PROBLEM DESCRIPTION.
Using the entries below, return word for word the lines from the one containing "Target: chain-link fence" up to and including the last.
*** DATA PROVIDED ***
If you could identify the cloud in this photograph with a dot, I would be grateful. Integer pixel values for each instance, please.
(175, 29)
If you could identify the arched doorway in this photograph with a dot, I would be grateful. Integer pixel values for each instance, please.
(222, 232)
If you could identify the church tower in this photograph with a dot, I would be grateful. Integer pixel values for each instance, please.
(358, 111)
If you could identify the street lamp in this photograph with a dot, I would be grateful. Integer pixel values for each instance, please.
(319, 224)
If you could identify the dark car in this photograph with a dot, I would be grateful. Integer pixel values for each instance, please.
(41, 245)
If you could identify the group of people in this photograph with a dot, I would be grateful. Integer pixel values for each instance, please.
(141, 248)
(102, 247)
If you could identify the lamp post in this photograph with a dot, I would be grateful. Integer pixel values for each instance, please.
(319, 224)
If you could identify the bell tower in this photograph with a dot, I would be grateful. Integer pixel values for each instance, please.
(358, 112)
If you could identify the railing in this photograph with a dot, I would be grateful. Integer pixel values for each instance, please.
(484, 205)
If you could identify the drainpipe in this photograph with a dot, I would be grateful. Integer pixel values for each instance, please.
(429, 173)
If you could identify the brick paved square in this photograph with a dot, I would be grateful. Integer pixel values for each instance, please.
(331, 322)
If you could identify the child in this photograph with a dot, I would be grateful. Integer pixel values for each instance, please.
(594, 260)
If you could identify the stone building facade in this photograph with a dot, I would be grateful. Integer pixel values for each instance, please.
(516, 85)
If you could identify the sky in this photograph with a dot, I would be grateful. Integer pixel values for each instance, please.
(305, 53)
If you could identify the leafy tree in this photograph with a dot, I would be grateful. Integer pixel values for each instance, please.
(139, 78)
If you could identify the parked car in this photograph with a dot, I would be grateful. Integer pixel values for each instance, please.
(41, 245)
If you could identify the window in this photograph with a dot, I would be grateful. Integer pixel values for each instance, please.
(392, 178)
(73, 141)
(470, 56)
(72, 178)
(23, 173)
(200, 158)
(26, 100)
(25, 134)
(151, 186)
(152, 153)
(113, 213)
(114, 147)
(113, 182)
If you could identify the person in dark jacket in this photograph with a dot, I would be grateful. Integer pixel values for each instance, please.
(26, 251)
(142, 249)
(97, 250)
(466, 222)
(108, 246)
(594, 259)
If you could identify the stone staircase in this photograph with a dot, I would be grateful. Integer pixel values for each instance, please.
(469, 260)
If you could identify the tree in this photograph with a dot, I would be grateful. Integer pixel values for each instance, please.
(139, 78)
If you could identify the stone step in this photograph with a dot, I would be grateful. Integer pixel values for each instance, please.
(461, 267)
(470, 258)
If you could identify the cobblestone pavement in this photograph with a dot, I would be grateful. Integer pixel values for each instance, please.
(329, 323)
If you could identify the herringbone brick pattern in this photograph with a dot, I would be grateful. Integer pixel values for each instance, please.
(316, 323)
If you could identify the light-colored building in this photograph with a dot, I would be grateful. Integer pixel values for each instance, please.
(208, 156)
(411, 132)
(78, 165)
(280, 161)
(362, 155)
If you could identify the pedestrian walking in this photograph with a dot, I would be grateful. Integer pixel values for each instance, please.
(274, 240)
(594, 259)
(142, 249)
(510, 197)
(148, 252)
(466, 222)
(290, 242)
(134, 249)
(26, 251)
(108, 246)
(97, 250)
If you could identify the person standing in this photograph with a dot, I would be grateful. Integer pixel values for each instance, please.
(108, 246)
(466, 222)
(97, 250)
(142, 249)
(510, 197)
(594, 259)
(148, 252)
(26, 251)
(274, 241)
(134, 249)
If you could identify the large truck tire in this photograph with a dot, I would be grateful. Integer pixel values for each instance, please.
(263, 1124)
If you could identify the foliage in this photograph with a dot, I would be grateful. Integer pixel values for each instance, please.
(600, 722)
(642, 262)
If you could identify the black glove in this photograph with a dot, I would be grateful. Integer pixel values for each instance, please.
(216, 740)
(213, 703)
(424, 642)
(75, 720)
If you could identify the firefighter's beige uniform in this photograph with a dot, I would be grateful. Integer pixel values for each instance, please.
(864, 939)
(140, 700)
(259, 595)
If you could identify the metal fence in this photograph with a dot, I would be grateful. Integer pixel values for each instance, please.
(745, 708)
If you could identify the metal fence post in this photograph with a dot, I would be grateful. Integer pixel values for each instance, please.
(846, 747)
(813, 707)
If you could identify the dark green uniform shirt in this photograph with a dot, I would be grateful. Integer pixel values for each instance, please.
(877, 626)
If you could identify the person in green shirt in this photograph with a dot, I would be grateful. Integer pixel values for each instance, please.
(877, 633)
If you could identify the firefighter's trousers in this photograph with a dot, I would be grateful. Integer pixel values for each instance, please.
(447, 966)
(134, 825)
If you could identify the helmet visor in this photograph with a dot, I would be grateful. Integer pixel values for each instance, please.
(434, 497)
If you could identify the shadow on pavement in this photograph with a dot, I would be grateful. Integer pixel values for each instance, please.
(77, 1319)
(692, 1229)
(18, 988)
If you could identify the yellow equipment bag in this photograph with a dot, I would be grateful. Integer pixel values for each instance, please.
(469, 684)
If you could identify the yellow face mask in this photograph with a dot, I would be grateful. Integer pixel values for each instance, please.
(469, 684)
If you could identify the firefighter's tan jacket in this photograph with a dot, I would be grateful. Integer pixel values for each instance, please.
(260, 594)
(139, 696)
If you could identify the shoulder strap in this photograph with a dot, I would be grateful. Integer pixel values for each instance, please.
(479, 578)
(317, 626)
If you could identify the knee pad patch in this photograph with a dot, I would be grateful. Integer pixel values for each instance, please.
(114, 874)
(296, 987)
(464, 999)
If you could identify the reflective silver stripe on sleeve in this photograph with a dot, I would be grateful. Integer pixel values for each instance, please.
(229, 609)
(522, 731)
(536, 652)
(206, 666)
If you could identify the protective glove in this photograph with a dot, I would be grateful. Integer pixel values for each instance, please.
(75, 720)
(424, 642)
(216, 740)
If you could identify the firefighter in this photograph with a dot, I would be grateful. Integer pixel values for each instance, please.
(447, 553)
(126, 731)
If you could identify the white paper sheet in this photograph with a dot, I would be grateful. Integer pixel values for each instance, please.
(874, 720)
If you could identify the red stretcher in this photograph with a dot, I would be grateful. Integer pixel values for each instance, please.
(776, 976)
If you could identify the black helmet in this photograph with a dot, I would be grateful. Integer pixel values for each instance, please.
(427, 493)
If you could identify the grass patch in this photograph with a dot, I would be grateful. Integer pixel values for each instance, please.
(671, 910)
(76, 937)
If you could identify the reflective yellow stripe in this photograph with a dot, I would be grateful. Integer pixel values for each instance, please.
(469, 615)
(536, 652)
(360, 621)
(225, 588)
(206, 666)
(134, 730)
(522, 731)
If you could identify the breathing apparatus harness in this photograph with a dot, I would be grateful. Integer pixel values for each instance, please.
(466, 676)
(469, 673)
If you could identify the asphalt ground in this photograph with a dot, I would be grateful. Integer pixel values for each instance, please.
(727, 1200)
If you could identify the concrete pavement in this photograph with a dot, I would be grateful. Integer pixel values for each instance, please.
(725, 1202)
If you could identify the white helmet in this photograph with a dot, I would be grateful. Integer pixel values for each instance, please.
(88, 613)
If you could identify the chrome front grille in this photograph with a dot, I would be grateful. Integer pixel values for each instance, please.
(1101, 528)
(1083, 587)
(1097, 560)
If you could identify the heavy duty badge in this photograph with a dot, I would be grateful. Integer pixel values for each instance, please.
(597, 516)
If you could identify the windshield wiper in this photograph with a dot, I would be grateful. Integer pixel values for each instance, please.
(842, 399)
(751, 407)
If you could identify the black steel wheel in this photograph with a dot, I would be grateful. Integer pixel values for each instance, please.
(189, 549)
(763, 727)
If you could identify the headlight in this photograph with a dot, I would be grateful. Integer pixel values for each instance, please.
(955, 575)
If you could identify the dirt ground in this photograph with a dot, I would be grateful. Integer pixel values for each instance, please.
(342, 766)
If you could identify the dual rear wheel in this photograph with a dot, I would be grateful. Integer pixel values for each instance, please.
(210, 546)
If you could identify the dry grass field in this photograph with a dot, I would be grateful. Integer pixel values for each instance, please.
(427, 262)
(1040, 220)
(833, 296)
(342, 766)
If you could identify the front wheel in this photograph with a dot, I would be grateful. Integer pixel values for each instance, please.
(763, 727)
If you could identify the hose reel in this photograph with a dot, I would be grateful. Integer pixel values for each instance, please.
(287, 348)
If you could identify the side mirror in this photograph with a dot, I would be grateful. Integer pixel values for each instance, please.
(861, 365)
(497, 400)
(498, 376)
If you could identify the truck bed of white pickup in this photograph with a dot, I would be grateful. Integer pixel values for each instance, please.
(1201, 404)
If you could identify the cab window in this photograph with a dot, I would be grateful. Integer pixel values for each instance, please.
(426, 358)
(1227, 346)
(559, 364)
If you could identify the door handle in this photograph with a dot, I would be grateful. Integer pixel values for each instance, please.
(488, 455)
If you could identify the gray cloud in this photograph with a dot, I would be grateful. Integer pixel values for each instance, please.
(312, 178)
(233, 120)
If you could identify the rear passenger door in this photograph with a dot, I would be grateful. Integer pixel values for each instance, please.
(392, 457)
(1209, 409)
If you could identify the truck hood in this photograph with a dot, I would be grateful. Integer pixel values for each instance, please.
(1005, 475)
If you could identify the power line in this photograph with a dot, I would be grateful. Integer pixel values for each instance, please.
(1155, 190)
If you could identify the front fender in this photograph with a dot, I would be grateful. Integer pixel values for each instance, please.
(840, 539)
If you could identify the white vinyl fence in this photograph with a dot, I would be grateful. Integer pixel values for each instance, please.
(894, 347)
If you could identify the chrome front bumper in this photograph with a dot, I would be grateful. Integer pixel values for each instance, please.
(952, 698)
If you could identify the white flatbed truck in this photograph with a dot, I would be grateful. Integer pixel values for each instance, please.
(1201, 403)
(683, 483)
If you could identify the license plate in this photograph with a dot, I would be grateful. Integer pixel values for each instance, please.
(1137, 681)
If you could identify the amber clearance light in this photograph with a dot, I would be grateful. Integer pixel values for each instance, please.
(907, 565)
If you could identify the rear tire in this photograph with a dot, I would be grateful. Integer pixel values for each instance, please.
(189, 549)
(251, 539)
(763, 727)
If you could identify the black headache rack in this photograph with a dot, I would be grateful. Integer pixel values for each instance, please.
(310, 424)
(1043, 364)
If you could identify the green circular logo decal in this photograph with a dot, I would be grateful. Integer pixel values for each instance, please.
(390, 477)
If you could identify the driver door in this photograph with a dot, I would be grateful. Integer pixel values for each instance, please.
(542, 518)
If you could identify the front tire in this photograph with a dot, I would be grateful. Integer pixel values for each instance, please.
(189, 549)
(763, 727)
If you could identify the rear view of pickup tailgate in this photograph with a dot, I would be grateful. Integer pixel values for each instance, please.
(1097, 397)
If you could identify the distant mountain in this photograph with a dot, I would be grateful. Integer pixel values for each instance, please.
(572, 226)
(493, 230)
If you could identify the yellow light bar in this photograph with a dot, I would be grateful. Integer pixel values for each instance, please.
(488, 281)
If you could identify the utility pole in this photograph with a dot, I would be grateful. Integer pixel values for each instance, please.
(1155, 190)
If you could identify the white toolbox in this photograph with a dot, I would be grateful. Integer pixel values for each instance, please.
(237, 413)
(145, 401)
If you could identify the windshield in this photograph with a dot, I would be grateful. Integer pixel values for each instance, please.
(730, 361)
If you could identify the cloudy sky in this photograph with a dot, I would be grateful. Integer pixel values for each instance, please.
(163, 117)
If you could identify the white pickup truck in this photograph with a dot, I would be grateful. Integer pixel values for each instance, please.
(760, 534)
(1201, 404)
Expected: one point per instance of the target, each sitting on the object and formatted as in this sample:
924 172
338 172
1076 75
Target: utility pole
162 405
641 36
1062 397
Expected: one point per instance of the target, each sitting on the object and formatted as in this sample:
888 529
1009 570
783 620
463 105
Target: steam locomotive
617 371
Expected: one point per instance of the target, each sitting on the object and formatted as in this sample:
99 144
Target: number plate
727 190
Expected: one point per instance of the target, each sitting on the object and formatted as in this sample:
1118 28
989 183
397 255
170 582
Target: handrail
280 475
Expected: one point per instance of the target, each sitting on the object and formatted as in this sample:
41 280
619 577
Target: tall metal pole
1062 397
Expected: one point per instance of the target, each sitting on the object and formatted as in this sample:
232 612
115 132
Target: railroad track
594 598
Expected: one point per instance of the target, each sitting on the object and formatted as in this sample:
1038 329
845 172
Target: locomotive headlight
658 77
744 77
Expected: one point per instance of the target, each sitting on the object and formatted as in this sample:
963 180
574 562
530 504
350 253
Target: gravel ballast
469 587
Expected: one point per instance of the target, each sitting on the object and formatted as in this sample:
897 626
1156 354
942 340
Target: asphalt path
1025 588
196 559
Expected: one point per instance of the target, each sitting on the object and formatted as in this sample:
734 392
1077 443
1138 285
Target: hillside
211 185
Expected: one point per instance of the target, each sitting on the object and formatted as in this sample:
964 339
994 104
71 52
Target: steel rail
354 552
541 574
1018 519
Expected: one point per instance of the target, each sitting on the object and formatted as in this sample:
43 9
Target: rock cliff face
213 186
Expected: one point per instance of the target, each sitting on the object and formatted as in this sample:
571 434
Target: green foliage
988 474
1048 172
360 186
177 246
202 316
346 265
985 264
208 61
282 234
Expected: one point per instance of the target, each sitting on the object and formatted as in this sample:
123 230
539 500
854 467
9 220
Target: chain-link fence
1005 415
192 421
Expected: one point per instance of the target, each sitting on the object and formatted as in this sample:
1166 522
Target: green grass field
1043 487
*** End of DATA PROVIDED ***
YOUR RESPONSE.
Target: chain-link fence
1005 415
192 421
Expected: one point per instance of the target, each sitting on the object and formatted as in this sample:
1166 522
Target: green grass field
1043 487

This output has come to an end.